*Prompt*. Rewrite every line of the records below as a numbered list, skipping blank lines and omitting the pictures.

Dataset records on object locations:
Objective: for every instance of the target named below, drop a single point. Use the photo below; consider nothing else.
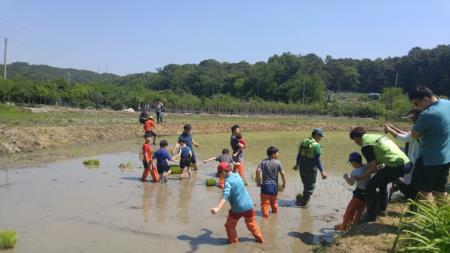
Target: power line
(5, 57)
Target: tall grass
(427, 231)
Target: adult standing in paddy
(386, 161)
(308, 162)
(430, 176)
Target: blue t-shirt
(185, 152)
(162, 156)
(187, 138)
(235, 192)
(433, 126)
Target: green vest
(385, 150)
(307, 148)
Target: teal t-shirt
(235, 192)
(433, 126)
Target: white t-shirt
(360, 183)
(413, 149)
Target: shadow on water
(288, 203)
(371, 229)
(325, 236)
(206, 239)
(131, 178)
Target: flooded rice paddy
(67, 207)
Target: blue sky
(125, 37)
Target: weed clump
(91, 162)
(427, 230)
(8, 239)
(210, 182)
(176, 169)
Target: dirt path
(61, 129)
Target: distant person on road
(224, 160)
(357, 204)
(267, 179)
(185, 154)
(159, 112)
(237, 144)
(412, 146)
(238, 162)
(386, 161)
(149, 126)
(143, 116)
(308, 162)
(162, 156)
(241, 206)
(147, 160)
(433, 129)
(186, 137)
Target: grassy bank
(31, 129)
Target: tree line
(292, 83)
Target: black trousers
(378, 201)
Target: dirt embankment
(16, 139)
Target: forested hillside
(289, 83)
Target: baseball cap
(224, 166)
(319, 131)
(355, 157)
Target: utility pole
(396, 79)
(4, 58)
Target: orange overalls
(250, 221)
(239, 168)
(149, 168)
(355, 209)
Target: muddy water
(66, 207)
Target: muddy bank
(377, 237)
(40, 136)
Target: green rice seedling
(8, 239)
(124, 166)
(210, 182)
(176, 169)
(91, 162)
(299, 197)
(427, 231)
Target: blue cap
(318, 131)
(355, 157)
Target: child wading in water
(238, 143)
(357, 204)
(185, 154)
(162, 156)
(267, 179)
(149, 125)
(147, 160)
(241, 206)
(224, 160)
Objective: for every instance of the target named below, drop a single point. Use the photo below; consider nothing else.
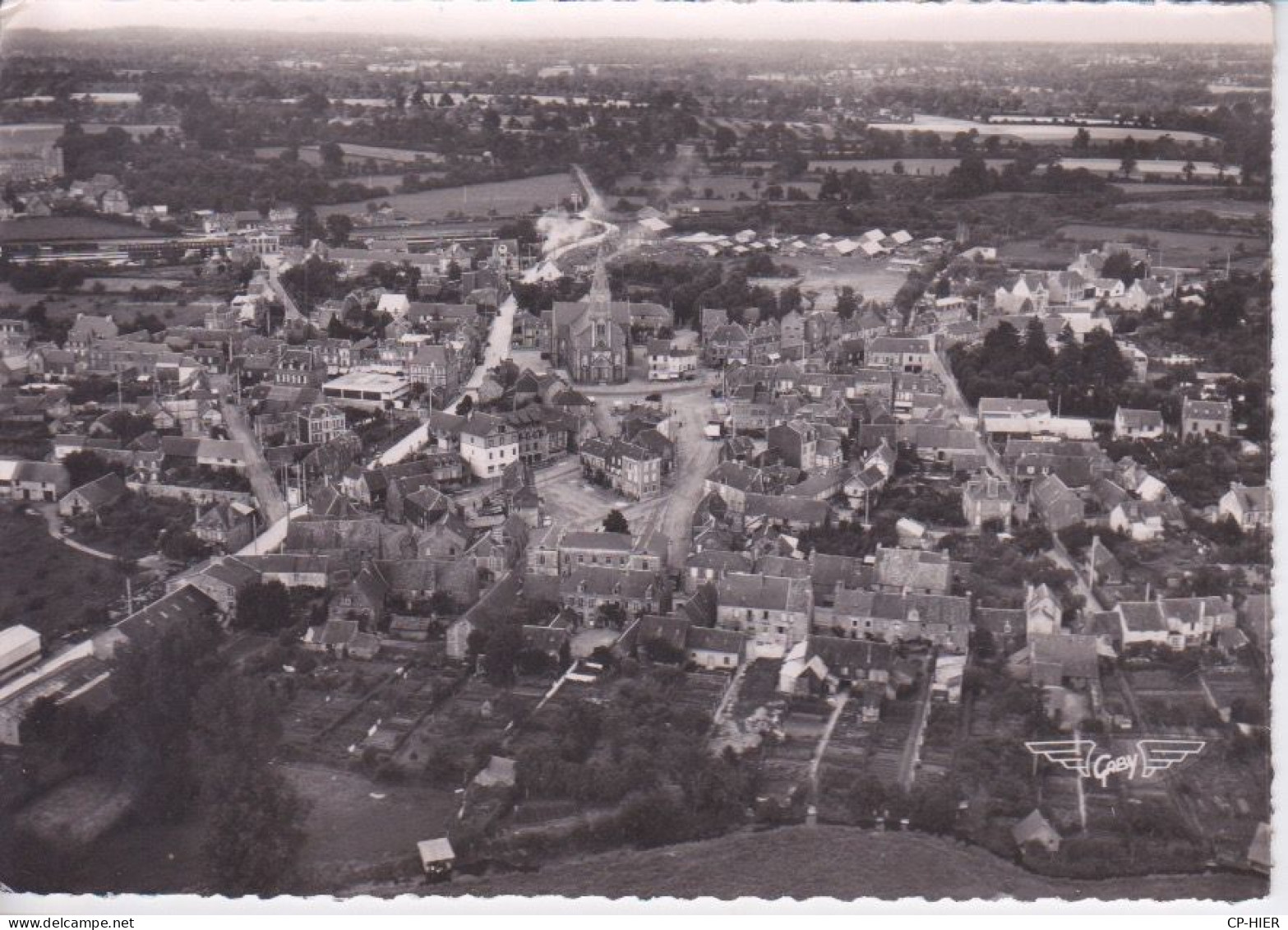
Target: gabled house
(1249, 507)
(1203, 418)
(984, 499)
(773, 612)
(1145, 521)
(93, 496)
(1055, 504)
(1138, 424)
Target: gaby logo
(1147, 757)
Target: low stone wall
(181, 493)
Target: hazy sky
(648, 18)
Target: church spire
(601, 297)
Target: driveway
(261, 475)
(588, 641)
(54, 525)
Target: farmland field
(31, 563)
(911, 166)
(1038, 133)
(1226, 209)
(872, 279)
(1179, 246)
(353, 821)
(727, 186)
(59, 229)
(1179, 249)
(835, 862)
(506, 197)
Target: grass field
(833, 862)
(506, 197)
(348, 826)
(1179, 248)
(59, 229)
(1041, 133)
(874, 280)
(44, 584)
(1226, 209)
(118, 307)
(912, 166)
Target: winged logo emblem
(1160, 755)
(1147, 759)
(1072, 754)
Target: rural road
(497, 350)
(270, 496)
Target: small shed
(1258, 852)
(499, 773)
(436, 858)
(1037, 830)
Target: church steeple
(601, 297)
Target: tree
(333, 156)
(338, 229)
(501, 653)
(1036, 349)
(256, 832)
(265, 607)
(308, 227)
(156, 682)
(85, 466)
(612, 616)
(1121, 266)
(847, 303)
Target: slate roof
(602, 541)
(790, 509)
(1206, 409)
(672, 630)
(913, 568)
(763, 593)
(709, 639)
(607, 581)
(102, 491)
(1074, 655)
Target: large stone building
(592, 338)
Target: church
(592, 338)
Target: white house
(1249, 507)
(488, 443)
(397, 306)
(1138, 424)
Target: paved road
(270, 496)
(695, 457)
(272, 538)
(1079, 584)
(958, 402)
(54, 525)
(817, 761)
(497, 350)
(293, 311)
(912, 747)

*Answer to the task*.
1. Objective: for every instance of the target named below, drop a single point. Use the photo below; consider nothing else.
2. Target: power line
3. (5, 57)
4. Target: tall grass
5. (427, 231)
6. Target: adult standing in paddy
7. (386, 161)
8. (308, 162)
9. (430, 176)
10. Target: blue t-shirt
11. (185, 152)
12. (162, 156)
13. (187, 138)
14. (235, 192)
15. (433, 126)
16. Target: green vest
17. (385, 150)
18. (307, 148)
19. Target: teal t-shirt
20. (235, 192)
21. (433, 126)
22. Target: white t-shirt
23. (360, 183)
24. (413, 149)
25. Target: shadow on water
26. (288, 203)
27. (371, 229)
28. (325, 236)
29. (206, 239)
30. (131, 178)
31. Target: flooded rice paddy
32. (67, 207)
33. Target: blue sky
34. (125, 37)
35. Target: weed clump
36. (91, 162)
37. (427, 230)
38. (8, 239)
39. (210, 182)
40. (176, 169)
41. Target: dirt path
42. (61, 129)
43. Target: distant person on road
44. (224, 160)
45. (357, 204)
46. (267, 179)
47. (185, 154)
48. (159, 112)
49. (237, 144)
50. (412, 146)
51. (238, 162)
52. (386, 161)
53. (149, 126)
54. (143, 116)
55. (308, 162)
56. (162, 156)
57. (241, 206)
58. (147, 160)
59. (433, 129)
60. (186, 137)
61. Target: grassy bank
62. (31, 129)
63. Target: tree line
64. (292, 83)
65. Target: black trousers
66. (378, 201)
67. Target: dirt embankment
68. (16, 139)
69. Target: forested hillside
70. (289, 83)
71. Target: baseball cap
72. (224, 166)
73. (319, 131)
74. (355, 157)
75. Target: utility pole
76. (396, 79)
77. (4, 58)
78. Target: orange overalls
79. (250, 221)
80. (239, 168)
81. (149, 168)
82. (355, 209)
83. Target: muddy water
84. (66, 207)
85. Target: muddy bank
86. (377, 237)
87. (40, 136)
88. Target: green rice seedling
89. (8, 239)
90. (124, 166)
91. (210, 182)
92. (176, 169)
93. (91, 162)
94. (299, 197)
95. (427, 231)
96. Target: blue cap
97. (318, 131)
98. (355, 157)
99. Target: child wading in water
100. (238, 143)
101. (357, 204)
102. (185, 154)
103. (162, 156)
104. (267, 179)
105. (149, 125)
106. (147, 160)
107. (241, 206)
108. (224, 160)
109. Objective: for every instance of the target named below, drop a single point. Use the photo below; consider nothing else.
110. Target: gabled house
111. (1249, 507)
112. (1203, 418)
113. (984, 499)
114. (773, 612)
115. (1145, 521)
116. (93, 496)
117. (1055, 504)
118. (1138, 424)
119. Target: gaby logo
120. (1147, 757)
121. Target: low stone wall
122. (181, 493)
123. Target: hazy sky
124. (648, 18)
125. Target: church spire
126. (601, 297)
127. Target: driveway
128. (261, 475)
129. (588, 641)
130. (54, 525)
131. Target: farmland field
132. (31, 563)
133. (911, 166)
134. (1038, 133)
135. (1226, 209)
136. (872, 279)
137. (1179, 246)
138. (353, 821)
139. (727, 186)
140. (59, 229)
141. (1179, 249)
142. (835, 862)
143. (506, 197)
144. Target: grass field
145. (833, 862)
146. (506, 197)
147. (348, 826)
148. (1179, 248)
149. (59, 229)
150. (1041, 133)
151. (874, 280)
152. (44, 584)
153. (1226, 209)
154. (118, 307)
155. (912, 166)
156. Target: winged logo emblem
157. (1160, 755)
158. (1147, 759)
159. (1072, 754)
160. Target: rural road
161. (497, 350)
162. (270, 496)
163. Target: small shed
164. (1258, 852)
165. (499, 773)
166. (436, 858)
167. (1037, 830)
168. Target: church steeple
169. (601, 297)
170. Target: tree
171. (333, 156)
172. (338, 229)
173. (501, 653)
174. (1036, 349)
175. (256, 832)
176. (265, 607)
177. (308, 227)
178. (156, 682)
179. (85, 466)
180. (612, 616)
181. (1121, 266)
182. (847, 303)
183. Target: slate roof
184. (602, 541)
185. (790, 509)
186. (1206, 409)
187. (672, 630)
188. (913, 568)
189. (763, 593)
190. (709, 639)
191. (607, 581)
192. (102, 491)
193. (1074, 655)
194. Target: large stone building
195. (592, 338)
196. Target: church
197. (592, 338)
198. Target: white house
199. (1249, 507)
200. (488, 443)
201. (397, 306)
202. (1138, 424)
203. Target: paved road
204. (270, 496)
205. (695, 457)
206. (272, 538)
207. (1079, 584)
208. (958, 402)
209. (54, 525)
210. (817, 761)
211. (497, 350)
212. (293, 311)
213. (912, 747)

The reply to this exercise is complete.